● Exercise: From the entries that follow, copy each line in which "gripping" appears.

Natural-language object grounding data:
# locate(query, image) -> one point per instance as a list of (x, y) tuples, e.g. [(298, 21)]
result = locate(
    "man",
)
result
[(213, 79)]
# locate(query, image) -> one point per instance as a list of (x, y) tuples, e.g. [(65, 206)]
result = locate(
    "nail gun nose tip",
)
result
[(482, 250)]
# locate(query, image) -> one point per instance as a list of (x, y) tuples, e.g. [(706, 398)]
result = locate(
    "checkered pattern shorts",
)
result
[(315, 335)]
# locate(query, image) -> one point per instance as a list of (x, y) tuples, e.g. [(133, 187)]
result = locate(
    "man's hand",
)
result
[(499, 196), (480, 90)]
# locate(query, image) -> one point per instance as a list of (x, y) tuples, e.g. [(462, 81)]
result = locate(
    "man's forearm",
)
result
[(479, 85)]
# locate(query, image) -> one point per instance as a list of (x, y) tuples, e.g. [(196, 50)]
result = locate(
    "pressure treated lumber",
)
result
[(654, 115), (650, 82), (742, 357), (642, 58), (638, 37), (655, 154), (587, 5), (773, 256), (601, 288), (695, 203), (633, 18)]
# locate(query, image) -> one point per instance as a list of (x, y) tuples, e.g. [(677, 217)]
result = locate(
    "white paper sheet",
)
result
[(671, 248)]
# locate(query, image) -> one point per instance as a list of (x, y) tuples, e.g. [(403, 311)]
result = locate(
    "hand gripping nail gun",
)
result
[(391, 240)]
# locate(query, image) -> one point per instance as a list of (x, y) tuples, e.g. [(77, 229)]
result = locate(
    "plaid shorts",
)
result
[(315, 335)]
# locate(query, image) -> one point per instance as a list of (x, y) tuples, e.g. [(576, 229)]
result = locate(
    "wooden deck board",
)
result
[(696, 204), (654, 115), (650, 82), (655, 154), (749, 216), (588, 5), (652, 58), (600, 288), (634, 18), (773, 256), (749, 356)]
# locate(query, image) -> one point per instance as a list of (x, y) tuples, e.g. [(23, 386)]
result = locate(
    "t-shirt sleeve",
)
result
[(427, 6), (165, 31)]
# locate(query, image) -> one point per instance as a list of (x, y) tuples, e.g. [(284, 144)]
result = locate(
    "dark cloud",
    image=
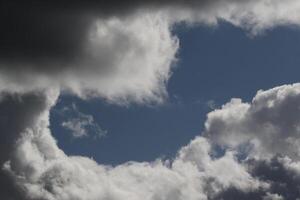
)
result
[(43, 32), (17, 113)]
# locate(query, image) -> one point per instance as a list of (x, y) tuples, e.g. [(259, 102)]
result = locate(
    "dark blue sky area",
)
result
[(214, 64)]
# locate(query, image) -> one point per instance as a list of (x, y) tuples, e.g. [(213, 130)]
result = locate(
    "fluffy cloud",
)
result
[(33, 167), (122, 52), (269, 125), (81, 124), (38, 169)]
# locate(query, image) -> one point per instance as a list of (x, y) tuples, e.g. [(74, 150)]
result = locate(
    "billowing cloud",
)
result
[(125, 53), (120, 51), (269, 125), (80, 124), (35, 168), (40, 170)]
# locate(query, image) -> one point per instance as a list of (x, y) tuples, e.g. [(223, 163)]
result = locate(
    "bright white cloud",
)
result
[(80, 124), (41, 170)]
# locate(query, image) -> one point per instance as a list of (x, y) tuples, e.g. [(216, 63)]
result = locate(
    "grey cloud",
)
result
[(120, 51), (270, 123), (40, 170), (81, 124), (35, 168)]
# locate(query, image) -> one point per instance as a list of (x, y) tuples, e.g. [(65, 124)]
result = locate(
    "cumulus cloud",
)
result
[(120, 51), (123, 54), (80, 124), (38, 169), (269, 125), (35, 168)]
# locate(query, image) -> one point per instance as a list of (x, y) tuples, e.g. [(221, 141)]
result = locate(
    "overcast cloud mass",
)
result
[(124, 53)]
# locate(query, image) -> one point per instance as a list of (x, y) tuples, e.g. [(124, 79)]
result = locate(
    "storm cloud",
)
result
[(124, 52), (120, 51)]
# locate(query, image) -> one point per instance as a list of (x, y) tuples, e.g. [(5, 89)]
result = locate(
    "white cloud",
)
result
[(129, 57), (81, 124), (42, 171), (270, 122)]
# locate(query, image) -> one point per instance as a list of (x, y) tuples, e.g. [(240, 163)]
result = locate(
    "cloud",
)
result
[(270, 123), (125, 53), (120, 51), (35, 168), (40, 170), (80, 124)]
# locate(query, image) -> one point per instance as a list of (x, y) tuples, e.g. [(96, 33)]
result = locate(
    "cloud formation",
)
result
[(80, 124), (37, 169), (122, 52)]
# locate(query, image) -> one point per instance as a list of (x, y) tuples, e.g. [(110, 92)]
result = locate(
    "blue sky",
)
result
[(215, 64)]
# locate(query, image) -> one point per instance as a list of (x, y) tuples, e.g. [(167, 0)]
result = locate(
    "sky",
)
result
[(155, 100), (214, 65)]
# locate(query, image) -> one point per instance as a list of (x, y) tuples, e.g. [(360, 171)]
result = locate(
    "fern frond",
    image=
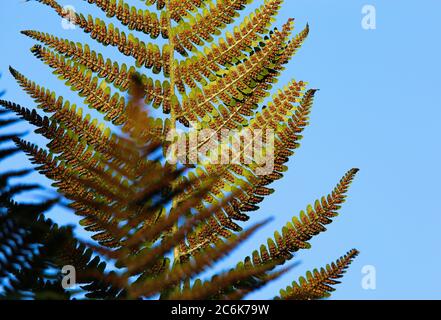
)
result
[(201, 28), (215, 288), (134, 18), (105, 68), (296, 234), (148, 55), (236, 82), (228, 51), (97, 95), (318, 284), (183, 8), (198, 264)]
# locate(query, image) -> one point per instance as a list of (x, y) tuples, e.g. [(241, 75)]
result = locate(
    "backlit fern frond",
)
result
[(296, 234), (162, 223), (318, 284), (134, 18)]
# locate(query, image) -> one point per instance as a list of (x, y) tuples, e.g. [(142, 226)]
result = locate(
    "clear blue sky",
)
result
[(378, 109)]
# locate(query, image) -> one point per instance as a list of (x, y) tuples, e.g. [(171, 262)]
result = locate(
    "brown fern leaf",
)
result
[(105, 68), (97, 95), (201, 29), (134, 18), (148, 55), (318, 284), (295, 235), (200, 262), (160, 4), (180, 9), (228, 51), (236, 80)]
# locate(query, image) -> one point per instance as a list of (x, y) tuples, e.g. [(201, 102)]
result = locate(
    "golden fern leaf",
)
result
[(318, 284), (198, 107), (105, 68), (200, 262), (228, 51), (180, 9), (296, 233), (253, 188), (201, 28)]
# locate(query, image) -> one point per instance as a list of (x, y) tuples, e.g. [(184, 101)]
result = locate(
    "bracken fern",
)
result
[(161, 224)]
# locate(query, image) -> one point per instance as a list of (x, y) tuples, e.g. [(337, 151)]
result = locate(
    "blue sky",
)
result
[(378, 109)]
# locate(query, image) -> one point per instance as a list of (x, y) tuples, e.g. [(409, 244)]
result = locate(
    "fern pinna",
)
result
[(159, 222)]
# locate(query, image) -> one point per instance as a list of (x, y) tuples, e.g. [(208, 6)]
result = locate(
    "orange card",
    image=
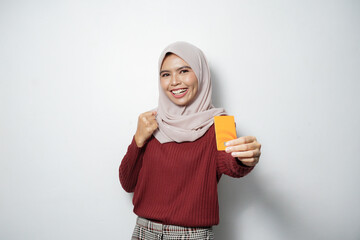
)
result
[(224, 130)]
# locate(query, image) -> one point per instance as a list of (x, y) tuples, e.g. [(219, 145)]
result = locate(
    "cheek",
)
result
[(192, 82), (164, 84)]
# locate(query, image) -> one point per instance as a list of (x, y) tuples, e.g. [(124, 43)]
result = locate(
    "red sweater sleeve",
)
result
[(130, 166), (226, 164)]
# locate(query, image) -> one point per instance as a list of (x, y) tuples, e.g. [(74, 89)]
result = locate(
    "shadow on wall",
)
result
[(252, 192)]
---
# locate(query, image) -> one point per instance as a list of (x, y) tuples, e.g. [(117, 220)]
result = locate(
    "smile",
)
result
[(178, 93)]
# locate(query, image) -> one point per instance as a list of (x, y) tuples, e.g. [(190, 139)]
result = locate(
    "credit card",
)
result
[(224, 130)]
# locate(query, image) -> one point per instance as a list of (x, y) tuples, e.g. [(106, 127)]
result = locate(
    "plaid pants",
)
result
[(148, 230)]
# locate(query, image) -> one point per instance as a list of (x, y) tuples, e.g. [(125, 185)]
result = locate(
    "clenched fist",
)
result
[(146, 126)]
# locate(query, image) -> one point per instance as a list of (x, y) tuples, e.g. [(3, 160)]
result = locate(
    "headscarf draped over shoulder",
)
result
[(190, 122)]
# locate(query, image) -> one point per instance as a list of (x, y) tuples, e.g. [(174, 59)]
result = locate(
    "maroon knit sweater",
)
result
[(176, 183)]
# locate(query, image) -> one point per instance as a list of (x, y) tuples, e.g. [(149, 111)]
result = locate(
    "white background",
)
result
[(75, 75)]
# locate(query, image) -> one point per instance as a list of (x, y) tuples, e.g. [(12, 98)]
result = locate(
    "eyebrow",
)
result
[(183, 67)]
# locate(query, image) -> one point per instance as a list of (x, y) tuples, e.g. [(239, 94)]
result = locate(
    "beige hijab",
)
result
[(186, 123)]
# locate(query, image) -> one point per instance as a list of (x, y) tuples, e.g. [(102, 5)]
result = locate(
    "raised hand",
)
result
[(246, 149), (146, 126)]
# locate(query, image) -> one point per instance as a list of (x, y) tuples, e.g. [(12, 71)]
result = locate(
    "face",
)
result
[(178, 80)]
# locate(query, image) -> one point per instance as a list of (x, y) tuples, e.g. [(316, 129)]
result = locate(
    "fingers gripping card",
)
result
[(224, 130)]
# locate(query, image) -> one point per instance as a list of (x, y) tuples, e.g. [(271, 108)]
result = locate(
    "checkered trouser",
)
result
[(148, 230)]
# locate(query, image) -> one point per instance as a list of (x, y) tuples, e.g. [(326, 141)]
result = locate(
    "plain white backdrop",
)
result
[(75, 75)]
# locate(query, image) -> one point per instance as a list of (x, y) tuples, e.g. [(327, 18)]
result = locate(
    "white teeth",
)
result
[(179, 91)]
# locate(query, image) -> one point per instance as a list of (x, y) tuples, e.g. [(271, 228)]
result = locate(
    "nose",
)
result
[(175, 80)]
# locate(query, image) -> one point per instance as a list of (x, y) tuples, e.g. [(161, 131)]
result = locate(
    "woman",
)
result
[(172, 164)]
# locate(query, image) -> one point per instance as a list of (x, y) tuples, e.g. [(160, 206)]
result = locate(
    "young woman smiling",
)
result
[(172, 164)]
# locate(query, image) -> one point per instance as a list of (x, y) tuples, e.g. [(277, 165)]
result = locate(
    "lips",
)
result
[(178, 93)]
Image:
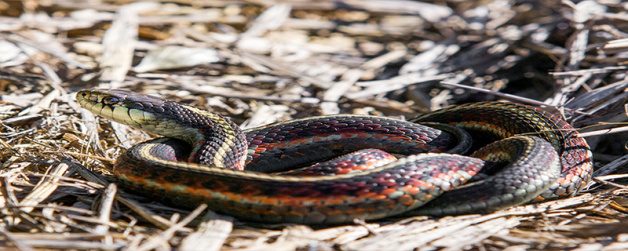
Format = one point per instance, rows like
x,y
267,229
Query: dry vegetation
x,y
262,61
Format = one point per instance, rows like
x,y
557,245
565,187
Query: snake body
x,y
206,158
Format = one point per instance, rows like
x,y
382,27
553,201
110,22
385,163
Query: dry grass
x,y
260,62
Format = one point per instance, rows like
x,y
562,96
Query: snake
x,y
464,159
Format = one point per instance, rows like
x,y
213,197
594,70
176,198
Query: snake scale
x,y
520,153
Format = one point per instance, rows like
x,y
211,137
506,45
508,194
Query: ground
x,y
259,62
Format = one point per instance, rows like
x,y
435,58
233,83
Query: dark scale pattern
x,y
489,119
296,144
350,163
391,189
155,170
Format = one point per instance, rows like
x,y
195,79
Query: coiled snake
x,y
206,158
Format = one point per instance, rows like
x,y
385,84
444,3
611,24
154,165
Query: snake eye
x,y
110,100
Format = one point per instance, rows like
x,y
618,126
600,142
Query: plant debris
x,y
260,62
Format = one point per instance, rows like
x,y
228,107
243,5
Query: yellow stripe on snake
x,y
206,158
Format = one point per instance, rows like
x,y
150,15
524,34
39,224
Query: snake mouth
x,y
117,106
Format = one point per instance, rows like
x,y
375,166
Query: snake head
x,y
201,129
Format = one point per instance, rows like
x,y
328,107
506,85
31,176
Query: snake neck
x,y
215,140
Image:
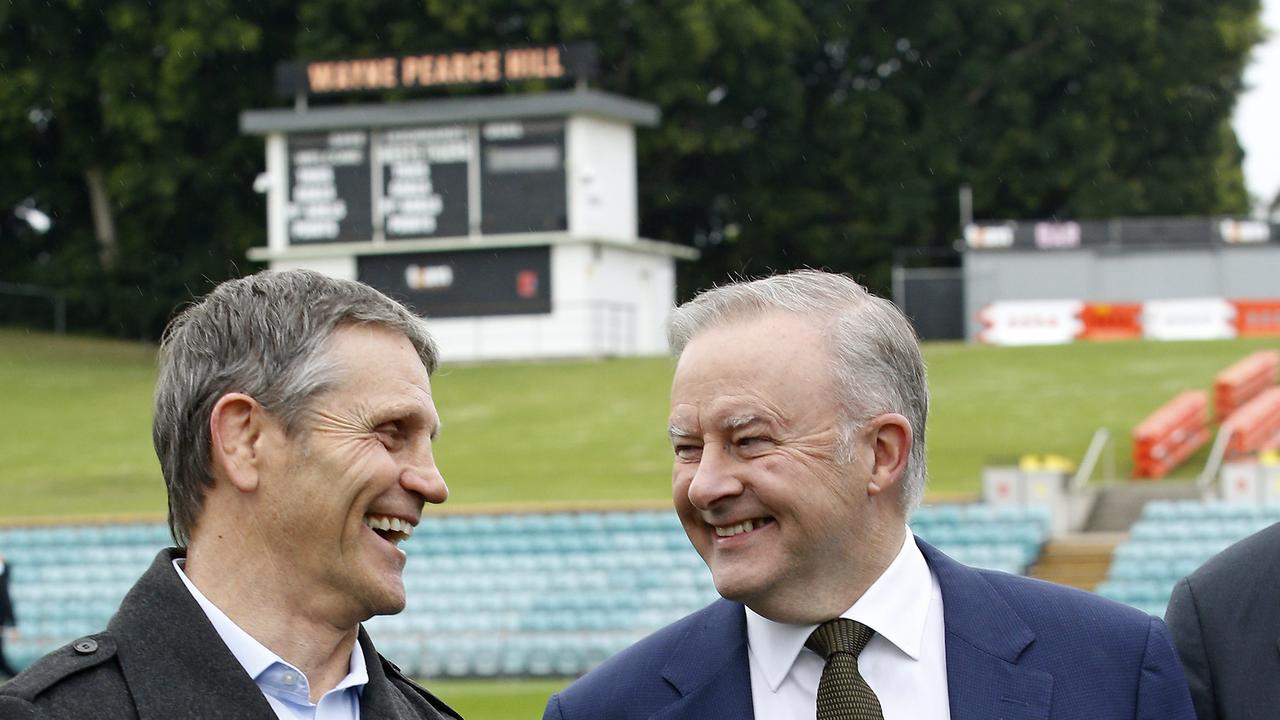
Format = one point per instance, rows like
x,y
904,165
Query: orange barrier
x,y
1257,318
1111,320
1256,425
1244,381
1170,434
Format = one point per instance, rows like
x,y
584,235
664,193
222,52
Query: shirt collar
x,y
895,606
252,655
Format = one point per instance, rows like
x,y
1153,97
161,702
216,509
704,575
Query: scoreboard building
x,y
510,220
---
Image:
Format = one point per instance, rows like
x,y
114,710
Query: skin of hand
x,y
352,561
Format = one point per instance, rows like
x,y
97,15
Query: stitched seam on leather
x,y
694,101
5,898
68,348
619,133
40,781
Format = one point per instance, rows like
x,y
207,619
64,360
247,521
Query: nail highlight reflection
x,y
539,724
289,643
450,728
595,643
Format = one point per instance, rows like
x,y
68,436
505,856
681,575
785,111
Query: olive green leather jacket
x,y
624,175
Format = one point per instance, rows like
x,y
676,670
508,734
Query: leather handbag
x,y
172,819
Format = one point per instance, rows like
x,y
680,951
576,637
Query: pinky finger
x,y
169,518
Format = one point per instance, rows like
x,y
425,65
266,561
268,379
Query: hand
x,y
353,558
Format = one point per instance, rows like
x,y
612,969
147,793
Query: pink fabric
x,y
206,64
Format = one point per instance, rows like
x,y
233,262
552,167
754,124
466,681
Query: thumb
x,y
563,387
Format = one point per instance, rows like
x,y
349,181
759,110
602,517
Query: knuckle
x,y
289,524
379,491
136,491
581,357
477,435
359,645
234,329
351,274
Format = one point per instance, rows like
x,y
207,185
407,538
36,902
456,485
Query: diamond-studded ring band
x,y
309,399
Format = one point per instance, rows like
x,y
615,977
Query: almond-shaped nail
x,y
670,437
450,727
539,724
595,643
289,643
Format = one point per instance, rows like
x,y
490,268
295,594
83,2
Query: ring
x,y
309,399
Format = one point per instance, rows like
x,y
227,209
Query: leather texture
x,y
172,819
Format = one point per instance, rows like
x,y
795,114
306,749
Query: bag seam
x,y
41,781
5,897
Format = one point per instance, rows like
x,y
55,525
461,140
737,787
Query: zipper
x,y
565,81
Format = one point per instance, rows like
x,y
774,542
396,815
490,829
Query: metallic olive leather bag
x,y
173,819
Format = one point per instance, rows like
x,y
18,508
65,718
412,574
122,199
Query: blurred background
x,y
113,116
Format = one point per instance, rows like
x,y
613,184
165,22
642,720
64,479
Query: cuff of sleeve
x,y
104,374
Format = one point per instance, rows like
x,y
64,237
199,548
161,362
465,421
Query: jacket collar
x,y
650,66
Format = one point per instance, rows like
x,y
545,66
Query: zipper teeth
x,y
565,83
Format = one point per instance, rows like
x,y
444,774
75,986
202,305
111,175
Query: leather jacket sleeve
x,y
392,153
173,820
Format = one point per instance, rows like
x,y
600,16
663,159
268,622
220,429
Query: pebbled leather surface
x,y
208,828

● Output for this exercise:
    "hand gripping nail gun",
    "fingers gripping card",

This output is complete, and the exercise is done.